=== THE TASK ===
In the essay on feedback for writers, translate the sentence "I looked over the script again and realised he was right." into Spanish.

=== PASSAGE PROVIDED ===
* * *
For a writer, constructive feedback helps you get better. Not the flattery, nor the bland approval, but the decently phrased expression of confusion or disapproval. It’s the literary equivalent of a pulled tooth; painful and a bit upsetting but in the long run, it will make you better. Anyway this is the stuff I tell my creative writing students and it’s aimed at the ones who shriek: You’re not getting what I’m trying to do! when I point out the lack of story, or info dump when back story gets shovelled into the narrative like snow on a street instead of gently dribbled in like oil into mayonnaise. And as I offer this criticism as gently as possible I find myself thinking that it’s feeding into my writing and hopefully making it better. I tell them the story of a fellow editor at Random House who read a book proposal and made notes in the margin. Unfortunately she forgot to rub them out when rejecting the proposal. The actual rejection letter was the usual blanditudes of the book not fitting into the lists, liked it but didn’t love it etc. But the comments in the text were another story. They ranged from Shite to What the fuck is this? to the utterly crushing Can’t Write.
So when I’m overrun with work from my students I sourly reflect on the massive gap between my carefully phrased positive criticisms and what I really think. It’s not pretty. What if, instead of writing, Interesting idea to write an epic poem about an intellectual argument between Mars and Venus but not sure it’s sustainable, I was entirely honest with You show neither writing talent, nor the ability to listen to advice, and seem to think that utterly incomprehensible writing is a true mark of your maverick genius. If I have to mark your awful poem I swear I will kill myself.
Not funny enough said a dear, close friend whose work and word I trust utterly when looking at a very rough draft of a script I wrote. And yes, it’s a comedy. I sat wanting to cry and hit him while shouting: You’re not getting what I’m trying to do! Instead, far more maturely I sulked. Oh and I don’t get what’s happening in Scene Two he added, unaware that he’d just punched a hole in my heart. Or Scene Three.
I looked over the script again and realised he was right. It wasn’t funny enough. And it wasn’t clear enough either. I still hated him and wanted to hit him but he was right. So I am taking a large, stinky spoonful of my own medicine and rewriting.
Actually having someone who tells you the truth about your work is as important as writing itself, I think. It doesn’t mean that you should shrug off praise and plaudits, because writers get little enough of them. But being able to take a deep breath and rewrite to make it better is what sorts out the writers from the dabblers and the epic planet poeteers.
* * *
=== Natural-language descriptions of regions ===
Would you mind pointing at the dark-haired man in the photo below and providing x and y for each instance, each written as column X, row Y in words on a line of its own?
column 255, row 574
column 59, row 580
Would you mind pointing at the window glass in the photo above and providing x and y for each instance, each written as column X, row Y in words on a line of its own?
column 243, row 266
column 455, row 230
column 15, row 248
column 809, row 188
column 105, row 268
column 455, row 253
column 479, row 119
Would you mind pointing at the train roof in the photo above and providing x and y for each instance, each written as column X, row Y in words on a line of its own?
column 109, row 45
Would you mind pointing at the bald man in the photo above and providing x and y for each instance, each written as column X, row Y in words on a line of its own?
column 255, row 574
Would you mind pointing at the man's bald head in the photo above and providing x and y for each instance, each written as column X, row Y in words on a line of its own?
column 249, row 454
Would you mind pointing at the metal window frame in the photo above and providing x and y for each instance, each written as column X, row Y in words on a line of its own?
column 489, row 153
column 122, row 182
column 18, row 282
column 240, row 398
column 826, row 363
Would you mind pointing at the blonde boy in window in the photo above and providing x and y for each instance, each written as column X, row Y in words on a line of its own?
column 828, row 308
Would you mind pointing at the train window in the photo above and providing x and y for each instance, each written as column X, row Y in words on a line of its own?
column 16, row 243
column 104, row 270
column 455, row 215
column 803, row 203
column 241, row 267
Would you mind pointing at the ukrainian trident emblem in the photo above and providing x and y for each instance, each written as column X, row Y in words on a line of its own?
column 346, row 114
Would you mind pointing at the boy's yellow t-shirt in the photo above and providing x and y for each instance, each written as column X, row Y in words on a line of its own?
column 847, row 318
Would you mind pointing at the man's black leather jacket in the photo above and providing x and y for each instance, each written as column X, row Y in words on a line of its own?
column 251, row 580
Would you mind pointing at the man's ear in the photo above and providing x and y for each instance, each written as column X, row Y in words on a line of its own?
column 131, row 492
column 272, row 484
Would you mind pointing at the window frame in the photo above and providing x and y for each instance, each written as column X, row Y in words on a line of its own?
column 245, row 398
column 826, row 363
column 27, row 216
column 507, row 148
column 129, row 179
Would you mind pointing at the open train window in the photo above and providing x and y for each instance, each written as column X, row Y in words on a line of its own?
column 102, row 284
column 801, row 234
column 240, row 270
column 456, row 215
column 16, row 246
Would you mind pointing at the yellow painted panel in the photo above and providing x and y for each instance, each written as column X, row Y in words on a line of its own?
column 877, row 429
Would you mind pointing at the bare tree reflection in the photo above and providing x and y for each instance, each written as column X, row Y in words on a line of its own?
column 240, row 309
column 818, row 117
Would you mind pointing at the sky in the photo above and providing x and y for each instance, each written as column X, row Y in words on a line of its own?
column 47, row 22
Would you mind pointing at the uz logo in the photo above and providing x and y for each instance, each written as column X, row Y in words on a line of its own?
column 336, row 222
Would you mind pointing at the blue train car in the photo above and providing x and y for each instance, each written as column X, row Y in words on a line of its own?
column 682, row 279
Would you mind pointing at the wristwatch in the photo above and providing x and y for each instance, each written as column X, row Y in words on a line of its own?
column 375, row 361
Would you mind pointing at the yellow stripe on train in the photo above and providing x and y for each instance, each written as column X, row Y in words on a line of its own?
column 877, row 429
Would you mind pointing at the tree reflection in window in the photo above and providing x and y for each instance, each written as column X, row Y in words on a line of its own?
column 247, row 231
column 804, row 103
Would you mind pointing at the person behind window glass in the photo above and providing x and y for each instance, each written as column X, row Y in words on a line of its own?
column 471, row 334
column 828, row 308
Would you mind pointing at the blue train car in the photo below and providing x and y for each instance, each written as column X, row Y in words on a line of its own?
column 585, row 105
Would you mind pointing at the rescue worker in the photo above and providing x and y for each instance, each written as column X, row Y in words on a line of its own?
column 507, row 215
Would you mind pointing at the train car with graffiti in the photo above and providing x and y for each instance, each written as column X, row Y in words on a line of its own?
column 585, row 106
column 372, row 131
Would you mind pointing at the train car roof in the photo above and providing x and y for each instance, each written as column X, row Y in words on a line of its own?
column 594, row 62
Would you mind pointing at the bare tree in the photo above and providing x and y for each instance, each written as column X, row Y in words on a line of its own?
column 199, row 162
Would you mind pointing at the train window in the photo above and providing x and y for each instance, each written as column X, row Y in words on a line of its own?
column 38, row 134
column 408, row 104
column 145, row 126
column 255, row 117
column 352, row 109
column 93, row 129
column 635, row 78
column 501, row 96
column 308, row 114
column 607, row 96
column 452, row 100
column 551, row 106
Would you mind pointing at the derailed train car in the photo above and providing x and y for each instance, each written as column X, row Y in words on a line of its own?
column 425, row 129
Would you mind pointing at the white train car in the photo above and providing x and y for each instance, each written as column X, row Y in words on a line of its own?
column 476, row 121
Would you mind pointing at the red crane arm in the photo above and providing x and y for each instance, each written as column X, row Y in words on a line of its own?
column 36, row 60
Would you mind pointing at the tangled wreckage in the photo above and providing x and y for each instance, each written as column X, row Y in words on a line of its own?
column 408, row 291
* * *
=== RESULT FOR THIS EXERCISE ===
Volví a revisar el guion y me di cuenta de que él tenía razón.